**Dataset content:**
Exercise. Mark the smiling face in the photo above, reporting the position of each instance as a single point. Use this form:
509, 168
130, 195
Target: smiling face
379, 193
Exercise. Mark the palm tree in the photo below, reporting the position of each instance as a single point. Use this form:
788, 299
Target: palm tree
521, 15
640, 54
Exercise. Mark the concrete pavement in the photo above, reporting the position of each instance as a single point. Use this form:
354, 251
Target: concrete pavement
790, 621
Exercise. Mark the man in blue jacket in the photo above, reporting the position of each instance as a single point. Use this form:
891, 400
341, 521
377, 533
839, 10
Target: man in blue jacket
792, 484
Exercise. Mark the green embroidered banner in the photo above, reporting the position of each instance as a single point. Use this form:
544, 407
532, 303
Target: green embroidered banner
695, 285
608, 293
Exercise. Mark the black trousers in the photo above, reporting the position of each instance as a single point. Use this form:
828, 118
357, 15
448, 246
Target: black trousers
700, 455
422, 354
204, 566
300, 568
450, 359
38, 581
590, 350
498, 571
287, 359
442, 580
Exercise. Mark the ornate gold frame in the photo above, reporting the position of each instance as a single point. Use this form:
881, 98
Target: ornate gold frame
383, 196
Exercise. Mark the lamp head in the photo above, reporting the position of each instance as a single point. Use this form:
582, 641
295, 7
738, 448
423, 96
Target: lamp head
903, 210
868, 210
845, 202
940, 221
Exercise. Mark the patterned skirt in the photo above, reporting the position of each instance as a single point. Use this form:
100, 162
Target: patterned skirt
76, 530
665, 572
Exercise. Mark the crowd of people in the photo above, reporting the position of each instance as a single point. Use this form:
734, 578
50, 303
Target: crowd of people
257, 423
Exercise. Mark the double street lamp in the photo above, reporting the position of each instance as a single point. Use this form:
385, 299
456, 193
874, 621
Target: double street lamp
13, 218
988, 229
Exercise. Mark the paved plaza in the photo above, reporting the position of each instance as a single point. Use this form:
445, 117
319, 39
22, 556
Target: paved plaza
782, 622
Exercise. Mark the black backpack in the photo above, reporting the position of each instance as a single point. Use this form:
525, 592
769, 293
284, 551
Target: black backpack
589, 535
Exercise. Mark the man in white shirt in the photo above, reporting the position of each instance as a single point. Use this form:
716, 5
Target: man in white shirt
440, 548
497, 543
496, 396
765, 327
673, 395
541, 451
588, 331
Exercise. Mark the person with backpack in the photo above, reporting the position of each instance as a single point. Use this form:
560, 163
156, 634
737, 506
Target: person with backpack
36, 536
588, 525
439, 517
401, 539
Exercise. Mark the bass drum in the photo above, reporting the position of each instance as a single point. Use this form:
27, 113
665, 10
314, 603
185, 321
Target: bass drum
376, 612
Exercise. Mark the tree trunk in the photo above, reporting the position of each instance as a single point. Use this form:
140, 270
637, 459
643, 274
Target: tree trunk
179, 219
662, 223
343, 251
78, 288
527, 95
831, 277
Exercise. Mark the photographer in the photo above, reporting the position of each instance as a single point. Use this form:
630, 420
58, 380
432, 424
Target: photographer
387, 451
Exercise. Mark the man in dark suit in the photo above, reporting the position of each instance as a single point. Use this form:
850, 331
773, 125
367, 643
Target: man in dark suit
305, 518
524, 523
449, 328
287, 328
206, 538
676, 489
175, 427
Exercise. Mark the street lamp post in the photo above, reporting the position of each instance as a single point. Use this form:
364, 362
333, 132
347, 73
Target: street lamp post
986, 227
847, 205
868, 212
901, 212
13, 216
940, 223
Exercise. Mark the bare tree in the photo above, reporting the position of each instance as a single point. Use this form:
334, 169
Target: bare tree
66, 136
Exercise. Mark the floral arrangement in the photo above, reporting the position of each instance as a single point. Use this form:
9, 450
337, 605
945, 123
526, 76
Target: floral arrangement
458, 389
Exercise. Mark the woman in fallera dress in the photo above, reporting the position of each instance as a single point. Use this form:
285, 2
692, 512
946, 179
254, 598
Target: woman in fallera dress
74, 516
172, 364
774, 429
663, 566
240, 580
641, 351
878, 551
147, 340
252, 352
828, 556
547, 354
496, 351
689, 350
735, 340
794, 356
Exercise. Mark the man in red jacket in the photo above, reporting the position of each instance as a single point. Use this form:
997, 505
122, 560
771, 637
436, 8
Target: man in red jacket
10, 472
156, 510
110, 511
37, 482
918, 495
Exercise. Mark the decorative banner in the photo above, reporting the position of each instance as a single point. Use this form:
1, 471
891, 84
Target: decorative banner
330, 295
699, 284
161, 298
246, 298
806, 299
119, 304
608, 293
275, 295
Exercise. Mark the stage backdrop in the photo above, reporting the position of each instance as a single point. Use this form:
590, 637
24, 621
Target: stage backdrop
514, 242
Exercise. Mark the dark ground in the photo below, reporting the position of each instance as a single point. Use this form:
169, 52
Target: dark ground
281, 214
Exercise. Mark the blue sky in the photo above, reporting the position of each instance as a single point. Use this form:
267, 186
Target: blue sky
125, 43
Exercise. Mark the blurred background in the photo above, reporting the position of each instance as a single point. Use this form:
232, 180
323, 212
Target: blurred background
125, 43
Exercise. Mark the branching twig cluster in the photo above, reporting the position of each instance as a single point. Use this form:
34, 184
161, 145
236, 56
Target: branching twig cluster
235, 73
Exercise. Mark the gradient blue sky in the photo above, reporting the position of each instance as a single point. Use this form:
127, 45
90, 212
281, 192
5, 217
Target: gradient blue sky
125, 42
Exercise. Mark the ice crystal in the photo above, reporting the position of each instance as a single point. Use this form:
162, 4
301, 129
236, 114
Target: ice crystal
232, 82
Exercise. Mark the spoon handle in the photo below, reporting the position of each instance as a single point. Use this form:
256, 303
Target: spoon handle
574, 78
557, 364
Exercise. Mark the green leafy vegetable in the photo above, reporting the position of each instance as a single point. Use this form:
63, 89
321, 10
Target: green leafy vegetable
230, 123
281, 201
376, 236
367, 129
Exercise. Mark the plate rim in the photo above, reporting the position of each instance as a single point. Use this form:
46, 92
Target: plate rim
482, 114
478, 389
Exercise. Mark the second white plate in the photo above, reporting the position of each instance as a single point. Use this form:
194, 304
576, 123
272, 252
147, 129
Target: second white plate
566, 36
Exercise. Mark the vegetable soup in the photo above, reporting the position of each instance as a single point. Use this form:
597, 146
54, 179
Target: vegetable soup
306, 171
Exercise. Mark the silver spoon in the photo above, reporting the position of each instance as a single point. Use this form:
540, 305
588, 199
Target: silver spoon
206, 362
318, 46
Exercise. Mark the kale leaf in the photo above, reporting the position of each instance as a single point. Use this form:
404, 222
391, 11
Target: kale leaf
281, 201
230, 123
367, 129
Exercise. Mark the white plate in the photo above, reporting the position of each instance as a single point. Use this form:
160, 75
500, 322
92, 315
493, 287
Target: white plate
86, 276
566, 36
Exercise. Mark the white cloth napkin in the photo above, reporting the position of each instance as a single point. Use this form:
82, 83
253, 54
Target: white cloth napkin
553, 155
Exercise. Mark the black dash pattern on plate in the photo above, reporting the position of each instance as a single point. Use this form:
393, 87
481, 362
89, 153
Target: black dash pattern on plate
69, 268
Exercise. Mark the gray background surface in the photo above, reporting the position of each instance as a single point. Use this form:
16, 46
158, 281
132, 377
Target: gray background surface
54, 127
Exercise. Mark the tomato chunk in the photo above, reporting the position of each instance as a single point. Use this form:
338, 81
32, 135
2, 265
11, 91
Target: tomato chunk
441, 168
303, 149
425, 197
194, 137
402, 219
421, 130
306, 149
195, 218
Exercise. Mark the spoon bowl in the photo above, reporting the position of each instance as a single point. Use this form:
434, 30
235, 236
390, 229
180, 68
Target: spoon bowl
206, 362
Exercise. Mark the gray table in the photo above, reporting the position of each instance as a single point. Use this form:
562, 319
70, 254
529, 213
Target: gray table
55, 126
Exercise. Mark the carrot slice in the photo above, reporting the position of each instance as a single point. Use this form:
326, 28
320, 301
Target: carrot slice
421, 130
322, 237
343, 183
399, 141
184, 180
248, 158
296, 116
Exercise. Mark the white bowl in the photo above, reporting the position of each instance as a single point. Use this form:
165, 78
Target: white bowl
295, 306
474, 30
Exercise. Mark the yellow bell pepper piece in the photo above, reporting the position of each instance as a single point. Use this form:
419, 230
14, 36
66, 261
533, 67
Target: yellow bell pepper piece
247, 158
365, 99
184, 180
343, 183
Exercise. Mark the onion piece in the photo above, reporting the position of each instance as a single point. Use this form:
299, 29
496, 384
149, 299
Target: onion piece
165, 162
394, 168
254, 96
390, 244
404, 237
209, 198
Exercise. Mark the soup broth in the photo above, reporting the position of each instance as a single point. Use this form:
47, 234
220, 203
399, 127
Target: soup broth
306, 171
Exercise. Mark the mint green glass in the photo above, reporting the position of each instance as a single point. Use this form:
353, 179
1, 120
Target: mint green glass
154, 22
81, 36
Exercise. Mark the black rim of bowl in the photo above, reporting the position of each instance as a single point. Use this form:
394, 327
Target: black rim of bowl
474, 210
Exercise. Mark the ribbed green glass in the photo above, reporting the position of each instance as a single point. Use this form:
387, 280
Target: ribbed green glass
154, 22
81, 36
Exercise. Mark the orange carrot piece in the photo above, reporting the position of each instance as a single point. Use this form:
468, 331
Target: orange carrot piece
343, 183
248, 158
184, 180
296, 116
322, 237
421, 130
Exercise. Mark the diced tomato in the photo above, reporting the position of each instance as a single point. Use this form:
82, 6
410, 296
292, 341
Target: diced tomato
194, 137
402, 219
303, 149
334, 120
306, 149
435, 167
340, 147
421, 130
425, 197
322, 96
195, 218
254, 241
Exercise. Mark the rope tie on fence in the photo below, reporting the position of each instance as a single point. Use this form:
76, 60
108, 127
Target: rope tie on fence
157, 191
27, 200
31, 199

**Goal:**
Your task is to reproduce, exactly and exclusively, the lines from the one holding "Exercise. Mark the onion" through the final line of the listing.

**Completed exercise:**
Exercise. Mark the onion piece in the photo above, reporting the position of each instance as a single point. Use this form:
299, 29
496, 384
149, 299
Target: onion piece
165, 162
394, 168
254, 96
390, 244
404, 237
209, 198
Exercise. Mark the soup broth in the photo above, reporting the position of each instance as a single point. Use this form:
47, 234
220, 203
399, 127
Target: soup broth
306, 171
Exercise. Mark the mint green glass in the photo above, reporting the position of each instance as a single point. Use this form:
353, 179
1, 120
Target: mint green glass
154, 22
81, 36
Exercise. Mark the black rim of bowl in the photo above, reporting the position of each instance as a single point. Use this form:
394, 327
Target: black rim of bowl
474, 210
Exercise. Mark the ribbed green glass in the photo above, reporting the position of each instance as a single point. Use this form:
387, 280
Target: ribbed green glass
154, 22
81, 36
Exercise. Mark the orange carrot piece in the photo above, reporting the position of each instance as a single point. Use this form:
468, 331
Target: orange carrot piece
343, 183
248, 158
184, 180
296, 116
322, 237
421, 130
Exercise. Mark the diced tomato in the photo above, reporting the position of each instance as a single point. Use this form:
82, 6
410, 296
292, 341
Target: diced tomato
194, 137
402, 219
303, 149
334, 120
306, 149
435, 167
340, 147
421, 130
425, 197
322, 96
195, 218
254, 241
Exercise. Mark the rope tie on fence in the photo below, reporting the position of each instance as a single point. Use this form:
76, 60
108, 127
Target: rope tie on fence
157, 191
27, 200
31, 199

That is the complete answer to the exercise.